Exercise instructions: What you give must be exactly the lines of the material from the first through the line that contains "TARGET: blue sky", inclusive, and no others.

Given data:
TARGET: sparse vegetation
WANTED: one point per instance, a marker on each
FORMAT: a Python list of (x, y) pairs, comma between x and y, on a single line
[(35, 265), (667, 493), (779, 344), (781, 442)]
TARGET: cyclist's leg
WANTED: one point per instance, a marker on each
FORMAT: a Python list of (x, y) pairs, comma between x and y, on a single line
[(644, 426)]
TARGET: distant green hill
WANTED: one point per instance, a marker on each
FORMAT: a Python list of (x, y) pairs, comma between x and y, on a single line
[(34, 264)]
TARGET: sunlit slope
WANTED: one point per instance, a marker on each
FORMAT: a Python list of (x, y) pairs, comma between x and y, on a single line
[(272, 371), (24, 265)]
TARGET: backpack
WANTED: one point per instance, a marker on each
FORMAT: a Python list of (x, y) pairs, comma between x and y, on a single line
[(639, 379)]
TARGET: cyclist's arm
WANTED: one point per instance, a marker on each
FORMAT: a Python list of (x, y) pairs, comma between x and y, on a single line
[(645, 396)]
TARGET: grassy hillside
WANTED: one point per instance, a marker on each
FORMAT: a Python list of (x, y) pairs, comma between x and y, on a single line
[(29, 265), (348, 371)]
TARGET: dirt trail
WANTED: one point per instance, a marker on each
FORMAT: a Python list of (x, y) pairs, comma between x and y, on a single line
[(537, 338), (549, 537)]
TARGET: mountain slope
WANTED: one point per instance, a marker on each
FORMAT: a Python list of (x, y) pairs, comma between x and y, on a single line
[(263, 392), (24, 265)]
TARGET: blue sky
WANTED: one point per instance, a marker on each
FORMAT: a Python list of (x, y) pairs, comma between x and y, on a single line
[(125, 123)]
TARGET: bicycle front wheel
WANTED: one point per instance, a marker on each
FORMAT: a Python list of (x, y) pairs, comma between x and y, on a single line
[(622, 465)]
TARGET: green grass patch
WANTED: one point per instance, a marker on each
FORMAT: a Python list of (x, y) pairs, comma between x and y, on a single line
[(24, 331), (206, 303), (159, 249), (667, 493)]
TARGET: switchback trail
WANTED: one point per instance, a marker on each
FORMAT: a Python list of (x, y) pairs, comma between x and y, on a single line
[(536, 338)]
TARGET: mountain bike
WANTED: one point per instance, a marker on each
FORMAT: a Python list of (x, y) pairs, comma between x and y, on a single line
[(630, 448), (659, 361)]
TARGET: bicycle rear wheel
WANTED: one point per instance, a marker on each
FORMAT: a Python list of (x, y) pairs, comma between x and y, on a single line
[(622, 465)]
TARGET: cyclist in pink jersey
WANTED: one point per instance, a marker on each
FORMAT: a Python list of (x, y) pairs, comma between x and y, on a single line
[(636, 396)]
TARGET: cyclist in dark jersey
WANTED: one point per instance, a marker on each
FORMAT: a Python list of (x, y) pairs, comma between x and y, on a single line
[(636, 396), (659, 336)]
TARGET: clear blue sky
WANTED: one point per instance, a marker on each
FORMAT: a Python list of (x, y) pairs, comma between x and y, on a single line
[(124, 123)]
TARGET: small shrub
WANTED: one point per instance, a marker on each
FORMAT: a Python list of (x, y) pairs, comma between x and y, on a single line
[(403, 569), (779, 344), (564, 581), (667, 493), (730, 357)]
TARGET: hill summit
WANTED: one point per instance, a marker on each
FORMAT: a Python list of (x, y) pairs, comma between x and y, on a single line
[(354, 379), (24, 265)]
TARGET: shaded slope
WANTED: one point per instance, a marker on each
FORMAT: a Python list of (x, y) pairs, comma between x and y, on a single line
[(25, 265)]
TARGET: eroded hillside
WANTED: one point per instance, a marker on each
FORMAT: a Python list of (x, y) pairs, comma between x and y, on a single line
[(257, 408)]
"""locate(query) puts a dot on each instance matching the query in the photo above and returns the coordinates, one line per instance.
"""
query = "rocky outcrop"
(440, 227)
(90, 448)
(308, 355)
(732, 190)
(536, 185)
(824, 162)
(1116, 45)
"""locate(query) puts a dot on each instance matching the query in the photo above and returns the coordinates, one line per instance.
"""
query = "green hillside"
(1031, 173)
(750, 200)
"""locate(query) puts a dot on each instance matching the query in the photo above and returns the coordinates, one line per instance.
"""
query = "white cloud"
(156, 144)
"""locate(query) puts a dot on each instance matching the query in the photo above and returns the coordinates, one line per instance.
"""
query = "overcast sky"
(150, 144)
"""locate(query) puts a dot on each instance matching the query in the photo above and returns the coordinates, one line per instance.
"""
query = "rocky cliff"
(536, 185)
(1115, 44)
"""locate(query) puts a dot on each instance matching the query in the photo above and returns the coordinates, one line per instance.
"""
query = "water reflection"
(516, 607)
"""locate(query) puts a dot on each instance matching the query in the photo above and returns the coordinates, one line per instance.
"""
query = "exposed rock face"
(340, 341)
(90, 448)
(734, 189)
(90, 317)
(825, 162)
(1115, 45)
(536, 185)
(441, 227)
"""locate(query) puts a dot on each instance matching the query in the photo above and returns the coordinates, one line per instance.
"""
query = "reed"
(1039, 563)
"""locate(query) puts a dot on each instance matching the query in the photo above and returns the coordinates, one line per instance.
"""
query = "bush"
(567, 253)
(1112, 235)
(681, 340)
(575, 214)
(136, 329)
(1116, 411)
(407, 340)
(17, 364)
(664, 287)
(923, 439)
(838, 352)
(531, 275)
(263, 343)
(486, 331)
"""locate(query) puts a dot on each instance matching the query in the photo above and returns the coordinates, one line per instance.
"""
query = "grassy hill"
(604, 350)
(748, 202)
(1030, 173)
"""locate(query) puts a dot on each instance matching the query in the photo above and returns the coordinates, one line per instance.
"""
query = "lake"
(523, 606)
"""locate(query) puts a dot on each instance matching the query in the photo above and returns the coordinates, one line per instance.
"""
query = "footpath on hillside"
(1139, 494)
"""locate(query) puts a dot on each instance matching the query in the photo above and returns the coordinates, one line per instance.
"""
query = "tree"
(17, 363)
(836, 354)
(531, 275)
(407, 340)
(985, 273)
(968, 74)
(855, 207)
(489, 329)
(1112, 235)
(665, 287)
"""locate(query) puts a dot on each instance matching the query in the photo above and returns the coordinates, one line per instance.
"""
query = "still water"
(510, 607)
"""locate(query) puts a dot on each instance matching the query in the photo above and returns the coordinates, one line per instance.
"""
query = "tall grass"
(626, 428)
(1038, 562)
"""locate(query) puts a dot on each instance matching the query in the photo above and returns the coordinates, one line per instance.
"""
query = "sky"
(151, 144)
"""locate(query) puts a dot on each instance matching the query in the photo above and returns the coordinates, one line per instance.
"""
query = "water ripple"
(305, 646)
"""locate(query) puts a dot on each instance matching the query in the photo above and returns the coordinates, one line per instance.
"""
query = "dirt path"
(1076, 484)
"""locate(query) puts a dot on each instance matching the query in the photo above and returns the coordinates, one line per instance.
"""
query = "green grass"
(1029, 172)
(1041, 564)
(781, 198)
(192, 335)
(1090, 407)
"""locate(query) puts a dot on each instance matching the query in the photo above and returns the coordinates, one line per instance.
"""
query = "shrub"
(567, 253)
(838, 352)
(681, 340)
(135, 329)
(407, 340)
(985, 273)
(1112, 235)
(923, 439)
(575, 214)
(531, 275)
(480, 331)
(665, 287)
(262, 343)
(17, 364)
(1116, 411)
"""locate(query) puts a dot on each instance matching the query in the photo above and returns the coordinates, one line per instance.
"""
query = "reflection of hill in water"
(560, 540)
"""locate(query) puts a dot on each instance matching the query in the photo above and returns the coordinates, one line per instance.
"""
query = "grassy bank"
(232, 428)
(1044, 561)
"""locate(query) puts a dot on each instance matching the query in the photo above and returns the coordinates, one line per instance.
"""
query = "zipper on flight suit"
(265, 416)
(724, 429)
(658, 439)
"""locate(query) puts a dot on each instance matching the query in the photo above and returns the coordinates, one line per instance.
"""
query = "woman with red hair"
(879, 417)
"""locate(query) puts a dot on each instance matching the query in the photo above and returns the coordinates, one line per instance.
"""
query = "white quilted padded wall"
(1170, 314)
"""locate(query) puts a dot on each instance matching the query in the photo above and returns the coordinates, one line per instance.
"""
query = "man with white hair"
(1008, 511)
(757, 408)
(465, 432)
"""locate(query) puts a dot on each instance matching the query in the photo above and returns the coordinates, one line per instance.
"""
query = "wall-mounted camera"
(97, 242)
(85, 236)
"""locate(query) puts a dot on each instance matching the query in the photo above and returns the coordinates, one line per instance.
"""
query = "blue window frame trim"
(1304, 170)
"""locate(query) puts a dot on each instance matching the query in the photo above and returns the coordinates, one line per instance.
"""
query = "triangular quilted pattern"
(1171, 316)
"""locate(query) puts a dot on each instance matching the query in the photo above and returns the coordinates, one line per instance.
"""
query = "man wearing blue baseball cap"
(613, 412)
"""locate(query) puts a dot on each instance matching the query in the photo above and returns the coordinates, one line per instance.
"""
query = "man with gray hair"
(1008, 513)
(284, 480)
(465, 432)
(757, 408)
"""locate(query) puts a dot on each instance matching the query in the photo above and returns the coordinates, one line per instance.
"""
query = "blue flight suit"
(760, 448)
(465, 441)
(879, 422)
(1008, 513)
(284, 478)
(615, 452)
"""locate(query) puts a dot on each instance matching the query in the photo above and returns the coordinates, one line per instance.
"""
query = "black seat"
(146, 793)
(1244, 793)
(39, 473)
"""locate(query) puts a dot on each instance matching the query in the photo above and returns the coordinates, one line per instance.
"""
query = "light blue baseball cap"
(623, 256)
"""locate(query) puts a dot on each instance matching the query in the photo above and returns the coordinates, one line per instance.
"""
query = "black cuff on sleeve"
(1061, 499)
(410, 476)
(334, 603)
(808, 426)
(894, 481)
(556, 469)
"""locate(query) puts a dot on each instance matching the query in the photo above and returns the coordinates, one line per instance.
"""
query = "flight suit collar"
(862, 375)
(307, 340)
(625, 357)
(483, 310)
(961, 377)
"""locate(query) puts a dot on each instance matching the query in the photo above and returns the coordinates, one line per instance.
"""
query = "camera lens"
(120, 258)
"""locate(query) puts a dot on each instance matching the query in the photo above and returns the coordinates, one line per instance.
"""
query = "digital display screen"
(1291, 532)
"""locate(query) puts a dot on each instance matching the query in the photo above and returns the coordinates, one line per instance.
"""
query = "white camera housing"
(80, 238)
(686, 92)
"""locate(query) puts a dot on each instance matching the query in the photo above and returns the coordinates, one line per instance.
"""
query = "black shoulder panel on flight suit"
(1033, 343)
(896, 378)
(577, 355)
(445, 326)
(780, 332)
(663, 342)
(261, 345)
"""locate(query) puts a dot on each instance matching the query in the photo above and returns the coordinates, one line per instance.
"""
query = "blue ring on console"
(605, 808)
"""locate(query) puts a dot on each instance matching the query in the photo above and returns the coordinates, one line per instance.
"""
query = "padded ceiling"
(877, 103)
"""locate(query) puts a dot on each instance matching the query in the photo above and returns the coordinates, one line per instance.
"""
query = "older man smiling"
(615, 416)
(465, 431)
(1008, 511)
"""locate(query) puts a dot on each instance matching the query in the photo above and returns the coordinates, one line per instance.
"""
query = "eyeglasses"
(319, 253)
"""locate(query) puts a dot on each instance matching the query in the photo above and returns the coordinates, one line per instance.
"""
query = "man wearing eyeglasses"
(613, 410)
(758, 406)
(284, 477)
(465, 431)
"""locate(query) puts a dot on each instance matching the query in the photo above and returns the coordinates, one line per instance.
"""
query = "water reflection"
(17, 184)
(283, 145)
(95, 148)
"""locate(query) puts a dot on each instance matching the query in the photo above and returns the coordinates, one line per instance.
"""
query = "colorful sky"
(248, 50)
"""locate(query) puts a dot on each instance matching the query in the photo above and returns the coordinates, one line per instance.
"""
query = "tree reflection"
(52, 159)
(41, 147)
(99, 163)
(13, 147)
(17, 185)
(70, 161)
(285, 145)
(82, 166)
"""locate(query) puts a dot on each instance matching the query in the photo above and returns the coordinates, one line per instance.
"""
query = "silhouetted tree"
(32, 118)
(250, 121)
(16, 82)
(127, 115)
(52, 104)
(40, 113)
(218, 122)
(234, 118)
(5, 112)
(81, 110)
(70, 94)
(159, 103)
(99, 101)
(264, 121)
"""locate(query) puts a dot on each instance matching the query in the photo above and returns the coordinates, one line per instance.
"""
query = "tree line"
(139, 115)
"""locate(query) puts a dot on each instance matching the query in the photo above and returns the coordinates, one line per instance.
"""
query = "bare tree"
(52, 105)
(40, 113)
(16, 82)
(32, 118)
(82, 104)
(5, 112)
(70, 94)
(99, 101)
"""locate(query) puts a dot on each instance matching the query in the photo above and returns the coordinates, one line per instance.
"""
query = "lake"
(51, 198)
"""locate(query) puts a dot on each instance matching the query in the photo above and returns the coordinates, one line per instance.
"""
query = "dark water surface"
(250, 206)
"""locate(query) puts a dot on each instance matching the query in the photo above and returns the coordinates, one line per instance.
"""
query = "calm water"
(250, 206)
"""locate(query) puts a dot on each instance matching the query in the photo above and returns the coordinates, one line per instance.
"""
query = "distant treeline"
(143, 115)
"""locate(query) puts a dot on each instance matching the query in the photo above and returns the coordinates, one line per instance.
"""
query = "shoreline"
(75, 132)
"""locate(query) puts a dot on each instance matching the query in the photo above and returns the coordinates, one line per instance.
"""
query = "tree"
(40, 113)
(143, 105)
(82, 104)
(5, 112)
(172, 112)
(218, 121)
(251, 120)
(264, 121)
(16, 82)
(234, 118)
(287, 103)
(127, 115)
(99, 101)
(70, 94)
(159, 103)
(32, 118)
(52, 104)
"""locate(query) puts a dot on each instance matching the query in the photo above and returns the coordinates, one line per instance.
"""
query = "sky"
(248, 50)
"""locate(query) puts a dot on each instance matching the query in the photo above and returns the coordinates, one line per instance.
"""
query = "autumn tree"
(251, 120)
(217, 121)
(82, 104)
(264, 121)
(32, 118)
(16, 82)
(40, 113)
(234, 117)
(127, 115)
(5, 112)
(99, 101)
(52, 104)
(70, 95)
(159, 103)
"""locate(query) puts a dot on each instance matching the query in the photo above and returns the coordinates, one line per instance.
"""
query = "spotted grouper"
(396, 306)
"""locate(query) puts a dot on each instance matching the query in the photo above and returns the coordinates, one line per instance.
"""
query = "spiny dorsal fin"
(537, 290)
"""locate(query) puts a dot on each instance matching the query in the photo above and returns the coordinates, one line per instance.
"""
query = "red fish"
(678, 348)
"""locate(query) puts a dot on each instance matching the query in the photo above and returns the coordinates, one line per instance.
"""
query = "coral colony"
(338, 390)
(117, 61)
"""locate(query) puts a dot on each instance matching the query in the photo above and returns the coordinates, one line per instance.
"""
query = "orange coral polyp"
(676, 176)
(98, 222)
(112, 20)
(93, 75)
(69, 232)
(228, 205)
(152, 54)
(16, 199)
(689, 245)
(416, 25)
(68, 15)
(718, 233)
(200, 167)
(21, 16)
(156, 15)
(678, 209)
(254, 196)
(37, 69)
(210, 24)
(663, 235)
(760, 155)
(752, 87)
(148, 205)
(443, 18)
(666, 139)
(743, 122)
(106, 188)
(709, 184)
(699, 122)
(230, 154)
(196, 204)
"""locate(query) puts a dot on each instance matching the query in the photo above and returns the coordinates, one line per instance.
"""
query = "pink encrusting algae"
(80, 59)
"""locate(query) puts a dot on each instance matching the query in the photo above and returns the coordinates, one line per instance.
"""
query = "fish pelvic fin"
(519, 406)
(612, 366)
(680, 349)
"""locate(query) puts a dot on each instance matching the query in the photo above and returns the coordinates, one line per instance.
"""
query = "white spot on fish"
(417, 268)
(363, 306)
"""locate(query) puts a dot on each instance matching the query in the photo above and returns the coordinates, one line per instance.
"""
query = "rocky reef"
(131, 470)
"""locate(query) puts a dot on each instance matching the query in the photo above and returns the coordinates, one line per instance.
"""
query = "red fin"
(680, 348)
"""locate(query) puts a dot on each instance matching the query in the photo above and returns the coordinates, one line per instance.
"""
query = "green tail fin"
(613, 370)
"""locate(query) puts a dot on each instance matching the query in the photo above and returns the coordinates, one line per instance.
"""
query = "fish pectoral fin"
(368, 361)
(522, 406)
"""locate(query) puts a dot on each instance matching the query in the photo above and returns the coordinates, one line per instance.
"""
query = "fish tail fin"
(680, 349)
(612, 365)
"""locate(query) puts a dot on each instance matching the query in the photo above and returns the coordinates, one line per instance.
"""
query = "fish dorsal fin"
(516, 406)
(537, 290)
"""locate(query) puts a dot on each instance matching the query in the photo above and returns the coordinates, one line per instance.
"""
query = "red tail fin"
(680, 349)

Completed exercise:
TARGET: sparse vegetation
WANTED: one point per instance, a marker on each
FORMAT: a Python list of (x, y) pairs, comma between x and y, on a single line
[(35, 265), (667, 493), (779, 344), (781, 442)]
TARGET: cyclist's leg
WANTED: one point per instance, a marker on each
FORMAT: a Python list of (x, y) pairs, comma between x and y, on a single line
[(644, 426)]
TARGET: distant green hill
WANTED: one point per instance, a marker on each
FORMAT: a Python list of (x, y) pairs, comma between x and y, on a single line
[(34, 264)]
TARGET: sunlit slope
WANTED: one point per instance, a marker on each
FORMAT: a Python list of (x, y) pairs, comma between x and y, on a single line
[(272, 371), (24, 265)]
TARGET: backpack
WANTED: one point per instance, a marker on each
FORMAT: a Python list of (x, y) pairs, comma between x and y, on a single line
[(639, 379)]
TARGET: cyclist's arm
WANTED: one point per instance, a marker on each
FORMAT: a Python list of (x, y) pairs, comma between x and y, on a single line
[(645, 396)]
TARGET: grassy hillside
WANTED: one point per instance, a marker on each
FORMAT: a Python list of (x, y) pairs, comma between x and y, on a single line
[(29, 265), (348, 371)]
TARGET: dirt trail
WANTED: one point per instance, a marker on each
FORMAT: a Python list of (x, y) pairs, comma between x and y, on a single line
[(537, 338), (549, 537)]
TARGET: mountain slope
WANTED: one point per instance, a marker on each
FORMAT: a Python list of (x, y) pairs, comma between x and y, on a single line
[(263, 392), (24, 265)]
TARGET: blue sky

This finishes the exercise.